**Written request**
Extract each line in the records below that contains the string "skin", and reproduce every such line in full.

(Position identification records)
↓↓↓

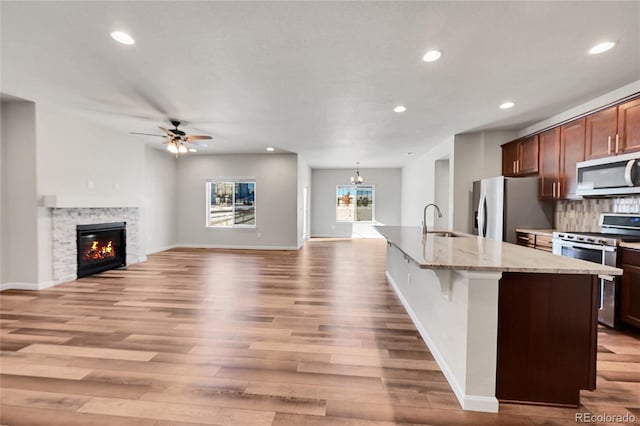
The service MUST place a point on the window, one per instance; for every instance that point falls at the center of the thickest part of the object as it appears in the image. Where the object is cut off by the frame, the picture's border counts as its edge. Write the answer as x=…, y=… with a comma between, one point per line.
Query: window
x=355, y=203
x=231, y=203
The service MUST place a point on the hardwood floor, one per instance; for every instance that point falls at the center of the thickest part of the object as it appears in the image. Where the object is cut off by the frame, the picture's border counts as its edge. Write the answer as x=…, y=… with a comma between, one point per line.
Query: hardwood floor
x=232, y=337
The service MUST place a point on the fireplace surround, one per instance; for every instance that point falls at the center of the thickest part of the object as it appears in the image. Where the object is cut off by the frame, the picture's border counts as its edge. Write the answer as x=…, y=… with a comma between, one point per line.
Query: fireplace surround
x=100, y=247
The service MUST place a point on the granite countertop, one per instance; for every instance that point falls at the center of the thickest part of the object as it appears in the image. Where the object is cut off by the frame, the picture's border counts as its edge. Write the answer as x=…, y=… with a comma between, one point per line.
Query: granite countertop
x=630, y=245
x=468, y=252
x=547, y=232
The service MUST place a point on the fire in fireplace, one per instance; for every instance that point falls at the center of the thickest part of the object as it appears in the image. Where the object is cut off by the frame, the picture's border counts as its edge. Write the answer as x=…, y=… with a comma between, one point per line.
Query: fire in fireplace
x=101, y=247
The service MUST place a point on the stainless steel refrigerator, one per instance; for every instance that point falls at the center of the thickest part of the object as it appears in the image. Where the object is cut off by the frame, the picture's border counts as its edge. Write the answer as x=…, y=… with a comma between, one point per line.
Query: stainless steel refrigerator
x=502, y=204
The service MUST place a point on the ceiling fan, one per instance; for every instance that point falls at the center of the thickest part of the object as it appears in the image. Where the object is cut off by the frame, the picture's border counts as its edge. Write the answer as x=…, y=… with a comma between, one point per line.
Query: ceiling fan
x=175, y=139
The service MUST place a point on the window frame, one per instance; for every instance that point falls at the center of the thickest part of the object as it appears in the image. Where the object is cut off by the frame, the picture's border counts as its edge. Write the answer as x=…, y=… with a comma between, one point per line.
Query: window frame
x=233, y=181
x=355, y=215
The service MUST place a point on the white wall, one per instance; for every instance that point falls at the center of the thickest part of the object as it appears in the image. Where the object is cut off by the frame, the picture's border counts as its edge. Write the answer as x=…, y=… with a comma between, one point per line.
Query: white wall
x=470, y=156
x=418, y=188
x=304, y=181
x=19, y=198
x=85, y=159
x=478, y=156
x=276, y=200
x=159, y=214
x=323, y=198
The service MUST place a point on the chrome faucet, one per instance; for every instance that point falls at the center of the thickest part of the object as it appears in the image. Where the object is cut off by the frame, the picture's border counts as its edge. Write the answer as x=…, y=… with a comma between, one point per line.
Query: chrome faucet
x=424, y=217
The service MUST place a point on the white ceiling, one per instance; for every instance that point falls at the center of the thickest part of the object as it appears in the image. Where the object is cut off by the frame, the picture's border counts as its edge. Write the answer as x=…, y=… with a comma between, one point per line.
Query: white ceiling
x=318, y=78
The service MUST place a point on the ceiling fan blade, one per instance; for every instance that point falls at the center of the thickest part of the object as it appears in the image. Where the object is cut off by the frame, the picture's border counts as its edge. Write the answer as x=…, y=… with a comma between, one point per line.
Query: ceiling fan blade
x=190, y=138
x=146, y=134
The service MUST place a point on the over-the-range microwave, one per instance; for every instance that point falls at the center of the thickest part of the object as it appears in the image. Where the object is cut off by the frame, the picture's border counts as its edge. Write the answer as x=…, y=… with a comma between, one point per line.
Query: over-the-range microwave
x=617, y=175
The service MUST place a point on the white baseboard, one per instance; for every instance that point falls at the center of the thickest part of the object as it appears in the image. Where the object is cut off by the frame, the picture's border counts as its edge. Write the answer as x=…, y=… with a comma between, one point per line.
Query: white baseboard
x=29, y=286
x=236, y=247
x=159, y=249
x=467, y=402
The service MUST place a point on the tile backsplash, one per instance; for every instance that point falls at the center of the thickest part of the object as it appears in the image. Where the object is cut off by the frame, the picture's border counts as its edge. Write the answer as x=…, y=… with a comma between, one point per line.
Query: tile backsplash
x=583, y=215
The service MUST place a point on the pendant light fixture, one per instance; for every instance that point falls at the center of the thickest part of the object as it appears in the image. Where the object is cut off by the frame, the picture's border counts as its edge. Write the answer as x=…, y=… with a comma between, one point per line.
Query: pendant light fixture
x=357, y=179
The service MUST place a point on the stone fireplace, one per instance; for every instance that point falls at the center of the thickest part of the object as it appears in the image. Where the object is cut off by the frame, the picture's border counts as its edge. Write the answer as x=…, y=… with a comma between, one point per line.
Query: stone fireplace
x=101, y=247
x=67, y=222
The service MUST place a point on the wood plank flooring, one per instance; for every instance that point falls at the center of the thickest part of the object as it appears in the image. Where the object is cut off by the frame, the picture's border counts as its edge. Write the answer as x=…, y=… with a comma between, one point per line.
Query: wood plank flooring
x=232, y=337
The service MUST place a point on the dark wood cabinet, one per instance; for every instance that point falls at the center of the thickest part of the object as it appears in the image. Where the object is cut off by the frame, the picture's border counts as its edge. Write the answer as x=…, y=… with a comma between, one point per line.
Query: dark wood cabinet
x=628, y=136
x=527, y=161
x=549, y=163
x=572, y=147
x=537, y=241
x=547, y=337
x=601, y=133
x=520, y=157
x=630, y=287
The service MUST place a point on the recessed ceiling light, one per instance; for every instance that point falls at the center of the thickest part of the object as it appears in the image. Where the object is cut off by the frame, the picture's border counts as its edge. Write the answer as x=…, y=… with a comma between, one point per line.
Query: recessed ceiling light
x=122, y=37
x=601, y=47
x=432, y=55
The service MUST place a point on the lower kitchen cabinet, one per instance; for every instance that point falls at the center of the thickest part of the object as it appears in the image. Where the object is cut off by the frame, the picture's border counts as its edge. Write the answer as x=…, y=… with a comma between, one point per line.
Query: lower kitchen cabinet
x=630, y=287
x=540, y=241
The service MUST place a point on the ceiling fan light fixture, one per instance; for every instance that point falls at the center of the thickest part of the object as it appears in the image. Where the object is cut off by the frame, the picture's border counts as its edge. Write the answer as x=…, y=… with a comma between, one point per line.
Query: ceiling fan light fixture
x=122, y=37
x=602, y=47
x=172, y=147
x=432, y=55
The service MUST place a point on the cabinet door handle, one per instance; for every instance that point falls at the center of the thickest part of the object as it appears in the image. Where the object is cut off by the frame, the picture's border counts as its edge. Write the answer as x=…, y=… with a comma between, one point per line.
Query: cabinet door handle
x=559, y=189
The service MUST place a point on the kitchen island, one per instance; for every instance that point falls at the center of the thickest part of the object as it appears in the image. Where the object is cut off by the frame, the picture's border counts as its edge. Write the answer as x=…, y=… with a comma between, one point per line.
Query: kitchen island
x=504, y=322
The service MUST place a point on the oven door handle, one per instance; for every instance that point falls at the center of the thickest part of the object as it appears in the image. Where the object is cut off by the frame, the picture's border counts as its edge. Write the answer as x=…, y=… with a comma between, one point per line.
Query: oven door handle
x=571, y=244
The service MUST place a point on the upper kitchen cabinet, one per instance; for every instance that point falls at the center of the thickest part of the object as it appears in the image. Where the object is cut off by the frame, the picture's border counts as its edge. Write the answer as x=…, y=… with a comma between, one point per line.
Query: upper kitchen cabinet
x=628, y=137
x=601, y=129
x=549, y=163
x=509, y=158
x=572, y=151
x=520, y=157
x=614, y=131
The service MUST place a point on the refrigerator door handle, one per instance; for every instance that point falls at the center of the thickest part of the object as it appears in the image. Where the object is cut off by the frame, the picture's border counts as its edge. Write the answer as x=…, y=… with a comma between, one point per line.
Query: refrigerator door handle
x=482, y=215
x=484, y=221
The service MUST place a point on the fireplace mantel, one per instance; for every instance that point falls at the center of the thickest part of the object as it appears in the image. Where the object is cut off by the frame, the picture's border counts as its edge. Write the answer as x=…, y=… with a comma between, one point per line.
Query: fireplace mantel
x=70, y=202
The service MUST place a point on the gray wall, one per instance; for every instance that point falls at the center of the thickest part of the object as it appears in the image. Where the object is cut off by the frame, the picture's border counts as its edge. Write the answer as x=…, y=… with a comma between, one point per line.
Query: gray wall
x=304, y=181
x=160, y=212
x=276, y=200
x=19, y=198
x=323, y=198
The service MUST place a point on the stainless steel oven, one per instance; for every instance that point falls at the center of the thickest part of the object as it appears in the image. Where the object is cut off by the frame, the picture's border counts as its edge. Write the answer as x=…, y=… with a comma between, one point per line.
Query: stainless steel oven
x=593, y=249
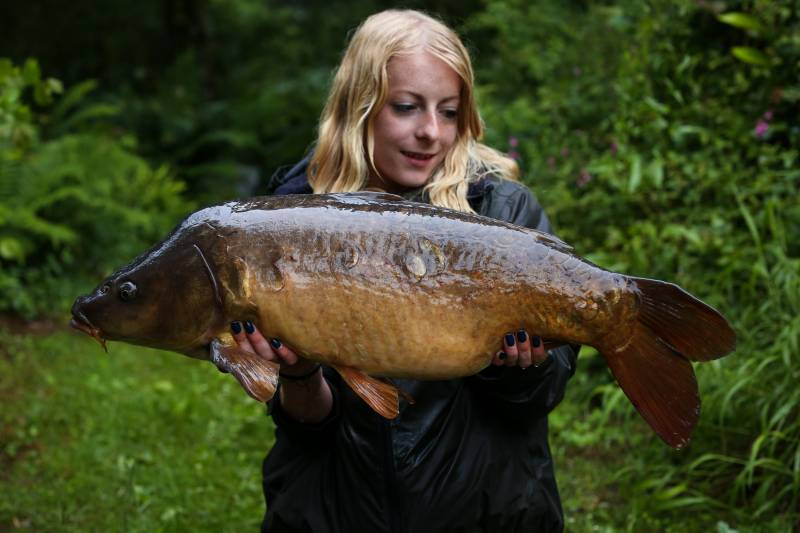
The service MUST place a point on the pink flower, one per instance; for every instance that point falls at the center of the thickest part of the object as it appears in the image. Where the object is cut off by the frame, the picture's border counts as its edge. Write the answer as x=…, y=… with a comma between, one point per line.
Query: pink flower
x=761, y=128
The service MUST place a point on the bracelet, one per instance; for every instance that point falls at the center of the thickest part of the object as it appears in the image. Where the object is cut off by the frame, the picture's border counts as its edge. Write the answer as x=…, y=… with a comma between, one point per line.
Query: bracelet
x=302, y=376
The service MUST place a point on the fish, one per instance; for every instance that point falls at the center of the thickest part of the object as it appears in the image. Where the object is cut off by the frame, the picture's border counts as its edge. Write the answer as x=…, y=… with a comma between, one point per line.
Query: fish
x=378, y=287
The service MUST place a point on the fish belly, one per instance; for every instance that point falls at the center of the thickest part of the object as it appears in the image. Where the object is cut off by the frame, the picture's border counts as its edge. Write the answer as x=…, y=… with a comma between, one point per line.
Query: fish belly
x=409, y=297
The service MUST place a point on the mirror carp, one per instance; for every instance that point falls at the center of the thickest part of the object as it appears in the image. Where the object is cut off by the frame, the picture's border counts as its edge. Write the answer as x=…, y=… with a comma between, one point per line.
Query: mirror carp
x=379, y=287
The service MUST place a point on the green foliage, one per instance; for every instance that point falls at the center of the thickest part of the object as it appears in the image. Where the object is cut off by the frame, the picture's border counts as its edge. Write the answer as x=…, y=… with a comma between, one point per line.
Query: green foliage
x=662, y=138
x=136, y=440
x=75, y=201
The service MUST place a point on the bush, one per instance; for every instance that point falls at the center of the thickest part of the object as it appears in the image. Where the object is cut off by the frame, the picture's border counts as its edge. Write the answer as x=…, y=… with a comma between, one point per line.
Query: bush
x=662, y=139
x=75, y=200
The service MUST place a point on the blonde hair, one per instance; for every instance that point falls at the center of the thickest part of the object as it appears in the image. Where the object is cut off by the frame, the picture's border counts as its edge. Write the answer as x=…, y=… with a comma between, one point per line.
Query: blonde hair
x=343, y=156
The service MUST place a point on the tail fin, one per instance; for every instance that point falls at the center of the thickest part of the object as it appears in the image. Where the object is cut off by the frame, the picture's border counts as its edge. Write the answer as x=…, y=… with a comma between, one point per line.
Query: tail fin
x=653, y=367
x=686, y=324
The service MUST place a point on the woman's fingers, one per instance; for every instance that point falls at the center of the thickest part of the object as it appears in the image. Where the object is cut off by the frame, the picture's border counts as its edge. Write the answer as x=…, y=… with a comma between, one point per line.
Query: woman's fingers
x=520, y=349
x=250, y=339
x=510, y=348
x=285, y=355
x=538, y=354
x=524, y=349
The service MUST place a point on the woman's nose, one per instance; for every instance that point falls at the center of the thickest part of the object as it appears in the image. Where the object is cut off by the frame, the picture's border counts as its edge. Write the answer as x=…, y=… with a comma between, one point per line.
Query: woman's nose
x=428, y=127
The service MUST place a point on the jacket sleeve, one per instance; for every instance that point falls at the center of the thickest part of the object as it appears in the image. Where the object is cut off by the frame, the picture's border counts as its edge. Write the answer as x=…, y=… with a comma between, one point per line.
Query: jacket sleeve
x=306, y=434
x=524, y=394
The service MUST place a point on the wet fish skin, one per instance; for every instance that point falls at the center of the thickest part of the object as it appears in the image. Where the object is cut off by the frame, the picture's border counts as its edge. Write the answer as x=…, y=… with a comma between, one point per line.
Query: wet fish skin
x=392, y=288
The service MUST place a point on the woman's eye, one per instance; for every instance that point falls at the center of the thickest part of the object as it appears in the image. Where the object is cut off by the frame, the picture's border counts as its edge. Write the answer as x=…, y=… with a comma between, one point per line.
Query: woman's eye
x=127, y=291
x=403, y=108
x=450, y=113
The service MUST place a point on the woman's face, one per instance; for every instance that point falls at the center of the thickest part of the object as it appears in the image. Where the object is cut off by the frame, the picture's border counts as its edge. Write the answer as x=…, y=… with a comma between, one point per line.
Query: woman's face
x=418, y=124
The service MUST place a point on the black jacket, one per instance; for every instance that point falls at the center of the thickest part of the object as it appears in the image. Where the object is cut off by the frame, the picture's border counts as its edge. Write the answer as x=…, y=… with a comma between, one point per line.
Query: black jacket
x=470, y=455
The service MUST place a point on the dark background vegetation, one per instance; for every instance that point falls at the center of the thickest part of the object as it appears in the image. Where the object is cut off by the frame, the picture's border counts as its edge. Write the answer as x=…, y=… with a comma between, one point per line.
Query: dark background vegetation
x=662, y=138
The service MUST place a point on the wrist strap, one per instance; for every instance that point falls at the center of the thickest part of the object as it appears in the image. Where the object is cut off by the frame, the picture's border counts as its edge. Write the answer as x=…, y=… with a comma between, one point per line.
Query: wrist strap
x=302, y=376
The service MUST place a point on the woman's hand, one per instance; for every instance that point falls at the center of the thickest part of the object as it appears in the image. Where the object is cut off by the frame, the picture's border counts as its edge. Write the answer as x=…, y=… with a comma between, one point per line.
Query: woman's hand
x=304, y=393
x=520, y=349
x=249, y=338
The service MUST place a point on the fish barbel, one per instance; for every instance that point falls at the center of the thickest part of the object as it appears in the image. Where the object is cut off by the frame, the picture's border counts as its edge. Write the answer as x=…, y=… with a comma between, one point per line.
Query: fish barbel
x=379, y=287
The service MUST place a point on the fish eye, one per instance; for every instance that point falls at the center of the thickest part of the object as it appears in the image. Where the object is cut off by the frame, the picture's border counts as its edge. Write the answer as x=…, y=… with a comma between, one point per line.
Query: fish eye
x=127, y=291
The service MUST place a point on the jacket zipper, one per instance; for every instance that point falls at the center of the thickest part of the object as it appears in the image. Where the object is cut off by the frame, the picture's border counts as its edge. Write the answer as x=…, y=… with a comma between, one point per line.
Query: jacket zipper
x=393, y=503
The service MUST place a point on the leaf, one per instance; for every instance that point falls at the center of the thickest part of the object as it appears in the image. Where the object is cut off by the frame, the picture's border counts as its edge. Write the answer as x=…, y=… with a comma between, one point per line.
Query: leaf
x=750, y=55
x=742, y=20
x=635, y=177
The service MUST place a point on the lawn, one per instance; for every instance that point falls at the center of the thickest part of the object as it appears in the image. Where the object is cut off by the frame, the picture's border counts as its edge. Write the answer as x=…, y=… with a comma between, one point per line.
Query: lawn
x=142, y=440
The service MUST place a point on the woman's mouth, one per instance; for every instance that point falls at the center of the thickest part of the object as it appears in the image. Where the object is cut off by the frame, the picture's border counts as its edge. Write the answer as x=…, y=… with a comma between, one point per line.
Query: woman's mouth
x=418, y=158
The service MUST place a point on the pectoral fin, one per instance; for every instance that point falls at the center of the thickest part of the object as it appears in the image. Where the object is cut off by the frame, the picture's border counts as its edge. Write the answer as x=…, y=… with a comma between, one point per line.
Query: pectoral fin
x=257, y=376
x=380, y=395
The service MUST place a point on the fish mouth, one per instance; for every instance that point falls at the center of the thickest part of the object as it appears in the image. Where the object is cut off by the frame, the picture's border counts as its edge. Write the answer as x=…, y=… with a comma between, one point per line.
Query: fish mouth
x=81, y=323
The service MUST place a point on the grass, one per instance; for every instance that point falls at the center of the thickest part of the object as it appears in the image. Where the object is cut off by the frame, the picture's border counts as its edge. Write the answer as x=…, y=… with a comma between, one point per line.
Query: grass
x=137, y=440
x=142, y=440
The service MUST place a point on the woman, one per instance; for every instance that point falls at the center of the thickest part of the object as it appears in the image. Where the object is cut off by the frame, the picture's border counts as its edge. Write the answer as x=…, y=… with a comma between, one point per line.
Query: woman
x=470, y=454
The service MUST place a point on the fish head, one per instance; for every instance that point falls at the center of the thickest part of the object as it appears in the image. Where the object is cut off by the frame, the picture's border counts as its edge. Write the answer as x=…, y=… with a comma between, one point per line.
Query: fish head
x=167, y=299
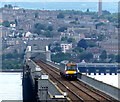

↑↑↑

**Solved exercise**
The service MUST place a point on the wet fish skin, one per instance; for every instance that point falls at the center of the thickest part of the object as it appears in the image. Where the object is cut off by the frame, the picture's border counts as its edge. Write the answer as x=…, y=… with a comma between, one point per line.
Query: wet fish skin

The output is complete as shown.